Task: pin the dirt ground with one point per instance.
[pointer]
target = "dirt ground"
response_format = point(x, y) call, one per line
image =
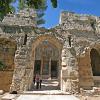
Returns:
point(89, 97)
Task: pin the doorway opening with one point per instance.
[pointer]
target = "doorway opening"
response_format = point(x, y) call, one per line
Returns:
point(54, 69)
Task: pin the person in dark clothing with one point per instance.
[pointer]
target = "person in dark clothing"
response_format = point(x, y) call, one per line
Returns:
point(34, 79)
point(40, 82)
point(37, 81)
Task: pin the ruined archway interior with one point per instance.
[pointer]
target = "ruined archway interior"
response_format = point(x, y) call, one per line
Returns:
point(46, 60)
point(46, 64)
point(95, 62)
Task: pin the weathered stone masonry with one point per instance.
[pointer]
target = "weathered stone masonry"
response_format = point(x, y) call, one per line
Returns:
point(74, 38)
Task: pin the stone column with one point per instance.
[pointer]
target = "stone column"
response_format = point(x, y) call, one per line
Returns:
point(69, 71)
point(20, 69)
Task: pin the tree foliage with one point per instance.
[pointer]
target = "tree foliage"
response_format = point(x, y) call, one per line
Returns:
point(6, 6)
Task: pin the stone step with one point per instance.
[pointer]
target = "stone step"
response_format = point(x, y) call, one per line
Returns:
point(47, 97)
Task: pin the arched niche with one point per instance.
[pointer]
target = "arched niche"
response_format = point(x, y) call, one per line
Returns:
point(95, 61)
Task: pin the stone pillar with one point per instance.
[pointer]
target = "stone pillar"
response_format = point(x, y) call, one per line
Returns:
point(69, 71)
point(20, 70)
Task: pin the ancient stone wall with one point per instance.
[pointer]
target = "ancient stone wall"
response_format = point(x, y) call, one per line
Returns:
point(6, 79)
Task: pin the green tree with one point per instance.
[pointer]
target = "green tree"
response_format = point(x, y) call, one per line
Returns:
point(6, 7)
point(39, 5)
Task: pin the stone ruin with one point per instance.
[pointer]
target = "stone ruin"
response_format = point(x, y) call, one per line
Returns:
point(70, 51)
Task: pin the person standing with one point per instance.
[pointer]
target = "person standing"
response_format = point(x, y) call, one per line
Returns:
point(37, 81)
point(40, 82)
point(34, 79)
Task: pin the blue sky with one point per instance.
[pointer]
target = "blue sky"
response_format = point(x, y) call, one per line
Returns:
point(52, 15)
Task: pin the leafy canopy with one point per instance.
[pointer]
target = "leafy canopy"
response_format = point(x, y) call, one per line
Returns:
point(6, 6)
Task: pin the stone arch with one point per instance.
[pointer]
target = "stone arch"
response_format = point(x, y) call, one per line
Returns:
point(95, 51)
point(95, 61)
point(7, 53)
point(52, 40)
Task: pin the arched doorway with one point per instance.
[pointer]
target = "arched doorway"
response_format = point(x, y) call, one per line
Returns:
point(95, 62)
point(46, 60)
point(46, 57)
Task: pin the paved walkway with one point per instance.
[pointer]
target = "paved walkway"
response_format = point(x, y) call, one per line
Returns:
point(47, 97)
point(47, 85)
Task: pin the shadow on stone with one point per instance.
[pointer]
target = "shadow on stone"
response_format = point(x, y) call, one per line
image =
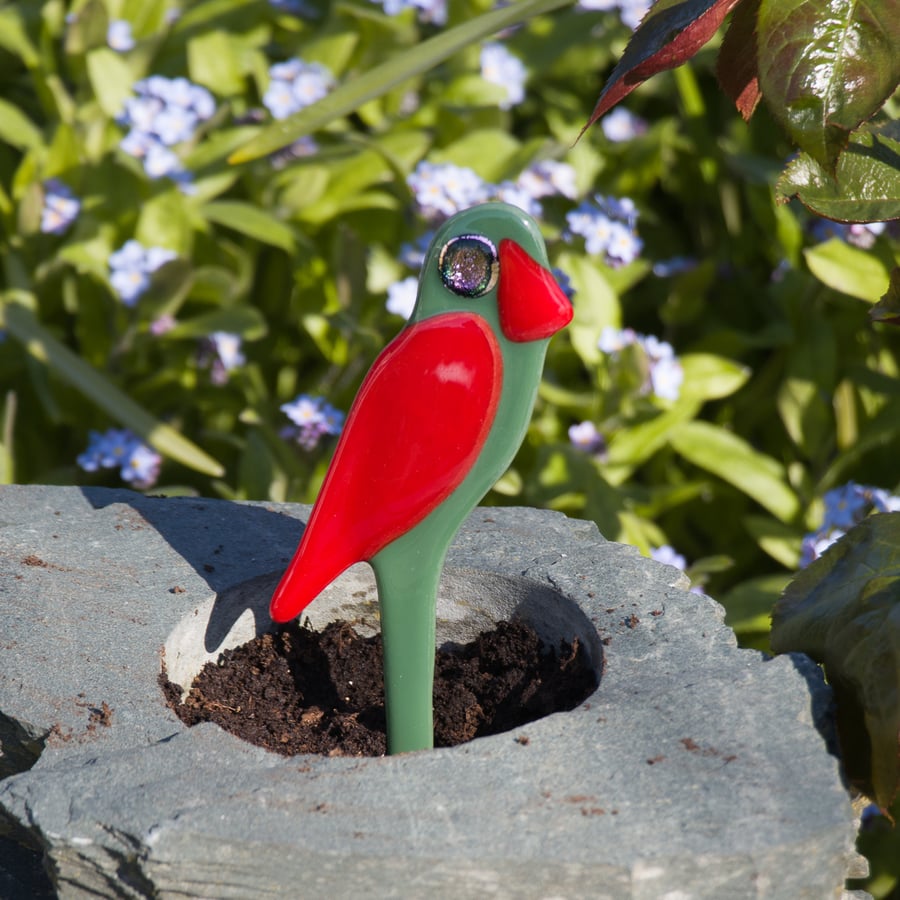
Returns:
point(199, 548)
————————
• Requirement:
Print each of the records above exactly as written, leaving no picture in the copy.

• Response box:
Task: pin the dirt ground with one point per instance.
[pointer]
target = "dirt ground"
response_format = point(x, y) call, one per line
image =
Returns:
point(89, 97)
Task: pin the doorway opening with one point per instance.
[pointer]
target = "doorway opening"
response_format = point(x, y) call, one per line
Returns:
point(54, 69)
Task: pin the person in dark clothing with one point per instance.
[pointer]
target = "person in dark clothing"
response_format = point(x, y) call, one per line
Returns:
point(34, 79)
point(40, 82)
point(37, 81)
Task: pin the ruined archway interior with one point per instance.
[pointer]
target = "ruined archway interior"
response_format = point(x, y) call, one per line
Returns:
point(46, 60)
point(46, 64)
point(95, 62)
Task: pin the weathered stone masonry with one point per instance.
[pointer]
target = "weathered stone masonry"
response_format = point(x, y) call, one per line
Returns:
point(74, 38)
Task: pin the stone column with one point per instance.
[pointer]
target = "stone column"
response_format = point(x, y) call, one per line
Returns:
point(69, 71)
point(20, 69)
Task: pin the tree foliage with one point per instance.
[pointer]
target = "tree foliage"
response_format = point(x, y) call, one per line
Returns:
point(6, 6)
Task: pin the stone step with one point per instance.
[pointer]
target = "stone step"
response_format = point(x, y) call, one per line
Returns:
point(47, 97)
Task: pin the arched niche with one point per instance.
[pointer]
target = "arched niche"
response_format = point(x, y) call, one per line
Returns:
point(95, 61)
Task: pin the stone pillar with one point per instance.
[pointer]
target = "stone pillar"
response_format = point(x, y) call, one per line
Returns:
point(69, 71)
point(20, 70)
Task: pin the ancient stone wall with one point per instance.
[pointer]
target = "ancient stone wall"
response_format = point(x, y) call, one per line
Returns:
point(6, 79)
Task: pin the green tree with one point per instance.
[pointer]
target = "green tree"
response_format = point(x, y) call, one per line
Returns:
point(6, 7)
point(39, 5)
Task: pin the stone ruin with one point per instance.
[pointer]
target = "stone ruin"
response_format = point(x, y) call, one per line
Returns:
point(70, 51)
Task: pin the person standing with one point per instance.
[pointer]
target = "person standing"
response_format = point(x, y) call, one per line
Returns:
point(37, 81)
point(40, 82)
point(34, 79)
Task: pin the blue sky with one point per instance.
[pointer]
target = "blue sky"
response_format = point(x, y) call, one per line
Returns:
point(52, 15)
Task: pin the leafy canopy with one point per instance.
[pointer]
target = "leafy canopy"
response_format = point(x, y) call, one per line
Returns:
point(6, 6)
Task: pin the stone arch with one point per instance.
[pointer]
target = "stone arch"
response_format = point(x, y) call, one per line
Returns:
point(95, 51)
point(95, 61)
point(7, 53)
point(52, 40)
Task: pin the arched doorway with one point per instance.
[pointer]
target = "arched doorway"
response_format = point(x, y) call, one per line
Returns:
point(95, 62)
point(46, 60)
point(46, 57)
Task: pin the paved walkway with one point per instance.
[pointer]
target = "paved walkway"
response_format = point(x, y) call, one per line
Returns:
point(47, 97)
point(47, 85)
Task: pin the shadow on stone with one point per instance.
[pointer]
target = "shadow on stone"
response_format = point(x, y) call, one per line
image =
Returns:
point(199, 548)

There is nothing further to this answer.